═══ Given text

# [SOLVED] TF2 Missing Texture problem



## AcidGreen (Jun 26, 2010)

Hi,

Since the last update to css (why an update to css would affect tf2 i have no idea.)I have not been able to see some textures on the custom map ctf_convoy. The textures worked fine before the update. 










To fix this I have tried:

- Reconnecting to server
- Restarting the game
- Restarting my computer
- Re-downloaded map (from server and from fpsbanana)
- Rebuilding cubemaps (typing buildcubemaps in console)
- Verifying Integrity of Game Cache
- Defraging the game
- Reinstalling the game
- Updating my drivers

There are cubemaps in this map, also any shiny surfaces such as glass or the intelligence has a shiny checkerboard tint on it.

This is the only map I seem to have a problem with. I dont believe it is a problem server side or with the map as I seem to be the only one with this problem.

Any suggestions will be greatly appreciated.

Thanks.


----------



## LtCarman (Oct 31, 2009)

*Re: TF2 Missing Texture problem*

Welcome to TSF, AcidGreen!

Hmmm....this seems odd. Now normally, I would say to update your graphics card drivers, but since you've already did that, I would uninstall completely uninstall the game using Revo Uninstaller and then installing the game again. After that, download and install the map.

In addition, you can reinstall CS:S without updating it to see if that is really the cause of the problem. If so, I would just leave CS:S alone for now.


----------



## LtCarman (Oct 31, 2009)

*Re: TF2 Missing Texture problem*

Oh, and I forgot to mention, use Atitool to scan for artifacts and it if you could, post the make, size, and model of your PSU which will be found inside your computer. In addition, please post your complete systems specs by using this.


----------



## AcidGreen (Jun 26, 2010)

*Re: TF2 Missing Texture problem*

Windows: Microsoft Windows 7 Home Edition, Version 6.1.7600 
Internet Explorer: 8.0.7600.16385
Memory (RAM): 8191 MB
CPU Info: AMD Phenom(tm) II X4 965 Processor
CPU Speed: 3413.8 MHz
Sound Card: Speakers (High Definition Audio
Display Adapters: ATI Radeon HD 5700 Series | ATI Radeon HD 5700 Series | ATI Radeon HD 5700 Series | RDPDD Chained DD | RDP Encoder Mirror Driver | RDP Reflector Display Driver
Monitors: 1x; Generic PnP Monitor | 
Screen Resolution: 1680 X 1050 - 32 bit
Network: Network Present
Network Adapters: Realtek RTL8168C(P)/8111C(P) Family PCI-E Gigabit Ethernet NIC (NDIS 6.20)

══════

- _Tasks to perform_:
1) Please extract the stretch from "# [SOLVED] TF2" through "before the update." in the TF2 missing texture thread.
2) Continue the TF2 missing texture thread from the point where it stops.
The material has no part in this.

═══ Dataset excerpt

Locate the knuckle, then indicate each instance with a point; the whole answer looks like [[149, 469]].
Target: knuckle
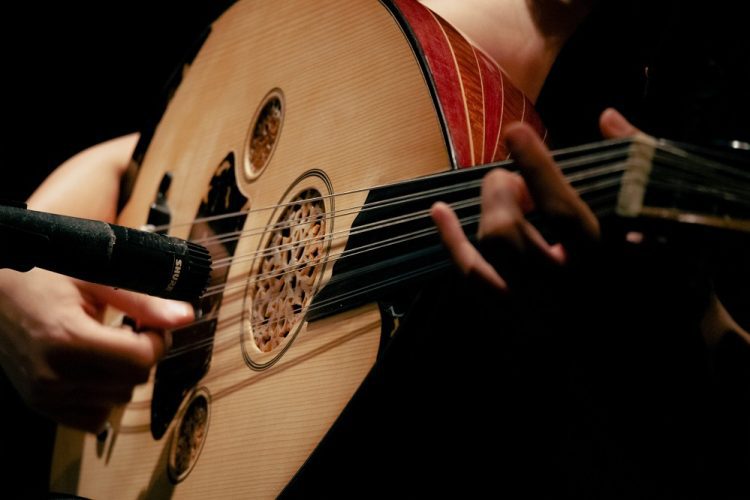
[[500, 224]]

══════

- _Answers given_:
1)
# [SOLVED] TF2 Missing Texture problem



## AcidGreen (Jun 26, 2010)

Hi,

Since the last update to css (why an update to css would affect tf2 i have no idea.)I have not been able to see some textures on the custom map ctf_convoy. The textures worked fine before the update.

2)
CD / DVD Drives: D: HL-DT-STDVDRAM GH22NS40
COM Ports: NOT Present
LPT Ports: NOT Present
Mouse: 3 Button Wheel Mouse Present
Hard Disks: C: 465.7GB
Hard Disks - Free: C: 216.6GB
USB Controllers: 7 host controllers.
Firewire (1394): Not Detected
PCMCIA (Laptops): Not Installed
Manufacturer: Award Software International, Inc.
Product Make: GA-MA770T-UD3P
AC Power Status: OnLine
BIOS Info: | |
Time Zone: Pacific Standard Time
Battery: No Battery
Motherboard: Gigabyte Technology Co., Ltd. GA-MA770T-UD3P
Modem: Not detected

That atitool said it did not support Win7, so i did not download/run it.

Edit: My Internet has been going extremely slow lately. If that would have an affect on anything.


----------



## AcidGreen (Jun 26, 2010)

*Re: TF2 Missing Texture problem*

Uninstalling the game via the Revo Uninstaller and reinstalling it did not help. When you uninstall it through Revo, steam still asks you if you want to delete the local files. So I do not think that the Revo was any different from my previous reinstall.

EDIT: I tried running the the game in compatability for windows XP SP3, no luck.
Also no the only missing textures are the ground and the tires. Shiny surfaces are fine.


----------



## AcidGreen (Jun 26, 2010)

*Re: TF2 Missing Texture problem*

Alright, this I think is a problem with the game. I tested the map on another machine and it had the same problem. This computer has also worked before the update. I'll just hope it will be fixed with the next game/engine update.


----------



## Headpred (Aug 16, 2009)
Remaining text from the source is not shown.